• EXERCISE INSTRUCTIONS
Each entry must be duplicated precisely, with nothing left out.

• DATA FOR THIS EXERCISE
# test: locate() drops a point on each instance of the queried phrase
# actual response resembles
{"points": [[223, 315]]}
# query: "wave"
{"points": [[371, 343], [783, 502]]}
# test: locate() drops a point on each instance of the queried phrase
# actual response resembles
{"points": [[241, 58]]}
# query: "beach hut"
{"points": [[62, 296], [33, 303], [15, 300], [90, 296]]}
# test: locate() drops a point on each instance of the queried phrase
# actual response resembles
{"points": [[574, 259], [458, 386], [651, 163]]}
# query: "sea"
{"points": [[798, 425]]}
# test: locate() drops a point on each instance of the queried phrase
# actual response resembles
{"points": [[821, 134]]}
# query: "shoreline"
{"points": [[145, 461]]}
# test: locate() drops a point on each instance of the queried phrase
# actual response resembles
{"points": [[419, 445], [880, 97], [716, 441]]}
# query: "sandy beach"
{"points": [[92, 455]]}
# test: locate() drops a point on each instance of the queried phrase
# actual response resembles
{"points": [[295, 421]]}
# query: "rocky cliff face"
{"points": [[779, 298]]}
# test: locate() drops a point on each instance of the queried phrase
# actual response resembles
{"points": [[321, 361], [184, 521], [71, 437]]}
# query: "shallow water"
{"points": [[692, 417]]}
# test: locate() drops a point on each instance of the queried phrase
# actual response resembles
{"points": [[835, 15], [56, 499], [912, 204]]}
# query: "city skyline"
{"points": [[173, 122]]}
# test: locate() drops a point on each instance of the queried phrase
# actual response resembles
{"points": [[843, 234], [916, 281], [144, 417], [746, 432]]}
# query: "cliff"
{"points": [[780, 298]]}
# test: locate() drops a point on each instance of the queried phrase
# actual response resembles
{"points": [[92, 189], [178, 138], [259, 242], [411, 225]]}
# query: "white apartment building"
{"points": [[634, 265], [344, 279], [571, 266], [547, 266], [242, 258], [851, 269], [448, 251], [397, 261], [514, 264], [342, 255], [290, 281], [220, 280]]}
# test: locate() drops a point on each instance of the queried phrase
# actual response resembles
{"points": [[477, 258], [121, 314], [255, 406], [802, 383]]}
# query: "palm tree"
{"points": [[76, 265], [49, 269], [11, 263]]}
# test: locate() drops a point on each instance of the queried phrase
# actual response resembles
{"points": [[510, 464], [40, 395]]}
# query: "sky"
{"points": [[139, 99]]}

• SOLUTION TO THIS TASK
# test: locate() drops a point on each instance of the queried phrase
# actual response resembles
{"points": [[223, 315]]}
# query: "wave"
{"points": [[371, 343], [783, 502]]}
# test: locate() drops a point on each instance of the queried phrase
# actual response resembles
{"points": [[241, 58]]}
# query: "beach hut"
{"points": [[62, 296], [33, 303], [15, 300], [90, 296]]}
# test: locate() drops a point on each instance of the queried phrase
# actual response resembles
{"points": [[574, 259], [458, 386], [651, 163]]}
# query: "sea"
{"points": [[798, 425]]}
# test: locate() drops a point on each instance of the queried phrase
# actual response resembles
{"points": [[821, 134]]}
# query: "shoreline"
{"points": [[145, 461]]}
# test: locate() drops a point on each instance of the queried phrase
# actual response resembles
{"points": [[419, 445], [880, 97], [716, 441]]}
# query: "sandy beach"
{"points": [[92, 455]]}
# test: locate() drops a point on each instance of the queried phrase
# actual response resembles
{"points": [[295, 421]]}
# query: "rocky cliff face"
{"points": [[779, 298]]}
# test: locate() drops a point on each instance of the queried phrase
# actual response resembles
{"points": [[321, 361], [184, 521], [71, 437]]}
# query: "shallow water"
{"points": [[692, 417]]}
# test: locate() drops a point on each instance of the queried phrase
# actual response resembles
{"points": [[835, 15], [56, 499], [912, 204]]}
# query: "city skyline"
{"points": [[173, 122]]}
# test: locate() drops a point on each instance of the queried phrase
# actual response resembles
{"points": [[843, 234], [916, 281], [144, 417], [746, 432]]}
# query: "cliff"
{"points": [[780, 298]]}
# test: locate() drops a point on each instance of the queried phrase
# actual response resembles
{"points": [[92, 189], [178, 138], [259, 242], [411, 225]]}
# query: "white apartment building"
{"points": [[634, 265], [344, 279], [571, 266], [547, 266], [242, 258], [851, 269], [448, 251], [397, 261], [514, 264], [342, 255], [290, 281], [220, 280]]}
# test: locate() drops a point on each instance of the queried phrase
# actual response resembles
{"points": [[477, 258], [121, 314], [255, 406], [802, 383]]}
# query: "palm tree"
{"points": [[76, 265], [49, 269], [11, 263]]}
# test: locate() drops a point on each instance of the queried phrase
# actual response resembles
{"points": [[510, 464], [40, 395]]}
# query: "sky"
{"points": [[139, 99]]}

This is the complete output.